▸ **DIRECTIONS FOR THIS TASK**
Which lines of the data contain the string "that"? Copy every one of them.

Saved data entries

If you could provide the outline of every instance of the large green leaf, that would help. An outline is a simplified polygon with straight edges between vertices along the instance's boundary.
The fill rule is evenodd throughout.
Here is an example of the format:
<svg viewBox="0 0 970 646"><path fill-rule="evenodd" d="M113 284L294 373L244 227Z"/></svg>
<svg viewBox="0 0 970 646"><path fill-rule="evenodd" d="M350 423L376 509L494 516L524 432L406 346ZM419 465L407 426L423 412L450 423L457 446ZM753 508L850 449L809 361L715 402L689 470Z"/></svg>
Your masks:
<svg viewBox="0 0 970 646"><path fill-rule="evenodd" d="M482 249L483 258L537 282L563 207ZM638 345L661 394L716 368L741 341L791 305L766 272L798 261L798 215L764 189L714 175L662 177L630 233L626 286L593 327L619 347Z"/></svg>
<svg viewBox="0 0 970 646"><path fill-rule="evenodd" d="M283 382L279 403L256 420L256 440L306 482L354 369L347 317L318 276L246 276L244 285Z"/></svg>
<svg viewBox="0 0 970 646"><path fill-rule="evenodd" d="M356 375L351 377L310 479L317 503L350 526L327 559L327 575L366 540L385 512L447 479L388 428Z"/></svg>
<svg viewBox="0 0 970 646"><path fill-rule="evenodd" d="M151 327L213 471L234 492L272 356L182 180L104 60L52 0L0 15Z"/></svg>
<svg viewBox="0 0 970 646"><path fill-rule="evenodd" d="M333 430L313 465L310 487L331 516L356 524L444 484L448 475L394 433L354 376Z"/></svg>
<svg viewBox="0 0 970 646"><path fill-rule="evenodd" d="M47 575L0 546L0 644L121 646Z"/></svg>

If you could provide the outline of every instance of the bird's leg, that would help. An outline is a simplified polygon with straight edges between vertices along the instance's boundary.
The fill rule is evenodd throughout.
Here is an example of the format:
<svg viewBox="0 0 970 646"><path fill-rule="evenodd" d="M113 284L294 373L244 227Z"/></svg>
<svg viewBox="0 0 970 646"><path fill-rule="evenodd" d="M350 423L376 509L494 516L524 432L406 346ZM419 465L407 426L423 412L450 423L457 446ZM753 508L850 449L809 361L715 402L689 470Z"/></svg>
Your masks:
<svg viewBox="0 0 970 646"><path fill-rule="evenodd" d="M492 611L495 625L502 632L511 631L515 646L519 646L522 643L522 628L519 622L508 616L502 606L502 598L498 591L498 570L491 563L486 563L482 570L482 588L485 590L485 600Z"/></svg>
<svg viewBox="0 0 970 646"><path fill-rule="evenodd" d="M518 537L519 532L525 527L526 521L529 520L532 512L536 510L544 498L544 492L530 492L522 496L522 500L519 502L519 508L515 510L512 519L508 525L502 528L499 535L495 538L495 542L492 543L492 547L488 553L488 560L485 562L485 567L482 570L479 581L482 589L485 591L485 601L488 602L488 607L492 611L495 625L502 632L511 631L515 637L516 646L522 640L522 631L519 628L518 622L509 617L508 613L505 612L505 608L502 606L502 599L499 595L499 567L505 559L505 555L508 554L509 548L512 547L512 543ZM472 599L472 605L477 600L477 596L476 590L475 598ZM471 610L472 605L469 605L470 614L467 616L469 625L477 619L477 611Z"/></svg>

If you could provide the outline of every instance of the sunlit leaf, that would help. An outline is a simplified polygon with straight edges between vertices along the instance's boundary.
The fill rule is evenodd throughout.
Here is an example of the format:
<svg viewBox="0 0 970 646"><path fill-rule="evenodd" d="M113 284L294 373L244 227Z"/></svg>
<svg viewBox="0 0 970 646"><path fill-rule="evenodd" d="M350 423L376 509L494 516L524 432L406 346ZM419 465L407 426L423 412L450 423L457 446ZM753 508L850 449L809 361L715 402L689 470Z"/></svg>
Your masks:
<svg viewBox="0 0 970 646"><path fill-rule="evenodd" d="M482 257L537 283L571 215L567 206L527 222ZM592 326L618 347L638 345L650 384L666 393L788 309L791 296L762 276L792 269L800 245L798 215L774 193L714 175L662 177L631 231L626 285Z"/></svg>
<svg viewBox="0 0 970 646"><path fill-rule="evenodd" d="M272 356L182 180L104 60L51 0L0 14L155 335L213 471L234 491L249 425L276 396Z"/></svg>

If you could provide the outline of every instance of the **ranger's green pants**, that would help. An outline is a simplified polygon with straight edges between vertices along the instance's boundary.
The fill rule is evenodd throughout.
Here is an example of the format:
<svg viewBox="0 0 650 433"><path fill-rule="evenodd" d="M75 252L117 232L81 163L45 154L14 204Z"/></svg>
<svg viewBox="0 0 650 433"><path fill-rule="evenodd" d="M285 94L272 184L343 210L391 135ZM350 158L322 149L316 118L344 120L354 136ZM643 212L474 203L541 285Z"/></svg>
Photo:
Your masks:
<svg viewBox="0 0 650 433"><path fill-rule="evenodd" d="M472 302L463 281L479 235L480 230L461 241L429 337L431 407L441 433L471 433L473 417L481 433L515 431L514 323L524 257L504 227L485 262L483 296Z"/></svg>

▸ **EXPECTED OUTPUT**
If you could provide the outline of every instance of the large green leaf, that would help. An outline is a simplified polygon with straight edges between vertices along the instance's boundary.
If you could provide the outline of every instance of the bird's leg, that would help. An outline is a simplified polygon with straight edges between vertices along the instance's boundary.
If you could provide the outline of every instance of the sunlit leaf, that would help. An outline is a simplified polygon with straight edges between vertices along the instance's boundary.
If you could provide the outline of every instance of the **ranger's green pants**, that would help. An outline is a simplified polygon with straight edges between vertices along the instance's boundary.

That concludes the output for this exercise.